== Exercise instructions ==
(a) According to the Ryzen 5 1600 AF review, what is the TDP of this processor?
(b) Continue the Ryzen 5 1600 AF review from the point at which it stops.

== Document text ==
········
AMD Ryzen 5 1600 AF Review A Wildcard Server Option

AMD Ryzen 5 1600 AF Box
AMD Ryzen 5 1600 AF Box

A question we have seen fairly consistently on STH is how would AMD Ryzen CPUs fare compared to their Intel Xeon E-2100/ E-2200 series competition. This is not exactly a fair comparison since the Ryzen platforms do not have a win at a major (top 10) server OEM. Still, there are now a handful of platforms that have a BMC for management duties. Ryzen CPUs can support ECC memory as well, although that also requires motherboard support.

AMD Ryzen 5 1600 AF Overview

Key stats for the AMD Ryzen 5 1600 AF: 6 cores / 12 threads with a 3.2GHz base clock and 3.6GHz turbo boost. There is 16MB of onboard L3 cache. The CPU features a 65W TDP. These are $85 list price parts.
········
== Dataset excerpt ==
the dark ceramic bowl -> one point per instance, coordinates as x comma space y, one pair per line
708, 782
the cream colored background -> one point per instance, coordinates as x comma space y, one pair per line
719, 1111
········
== In response ==
(a) 65W.

(b)
Here is the lscpu output for the Ryzen 5 1600 AF:

AMD Ryzen 5 1600 AF Lscpu Output
AMD Ryzen 5 1600 AF Lscpu Output

Regular STH readers may remember we had an AMD Ryzen 5 1600 review around three years ago. A lot has changed. This is a 12nm chip, not the 14nm that we originally reviewed. We get a bump to 3.6GHz turbo and DDR4-2933 speeds. The cores are now Zen+. Effectively, this is an AMD Ryzen 2600 that loses 200MHz base and 100MHz turbo clocks with a massive price drop ($85 v. $200.)

AMD Ryzen 5 1600 AF YD1600BBM6IAF In Box
AMD Ryzen 5 1600 AF YD1600BBM6IAF In Box

This is far from the highest performing chip. On the other hand, for $85, this is a great option. Since we are reviewing this in the context of server parts, we wanted to see if this 6-core $85 part can perform well enough to justify moving to smaller vendor platforms that are not supported by wide arrays of OSes.

Just as a quick note before we get too far here, one will note we have the “AF” numbers we are focusing on today. We also have an original 14nm Ryzen 5 1600 re-tested along with a current-gen Ryzen 5 3600.

Test Configuration

For our review, we are using the ASRock X470D4U server platform.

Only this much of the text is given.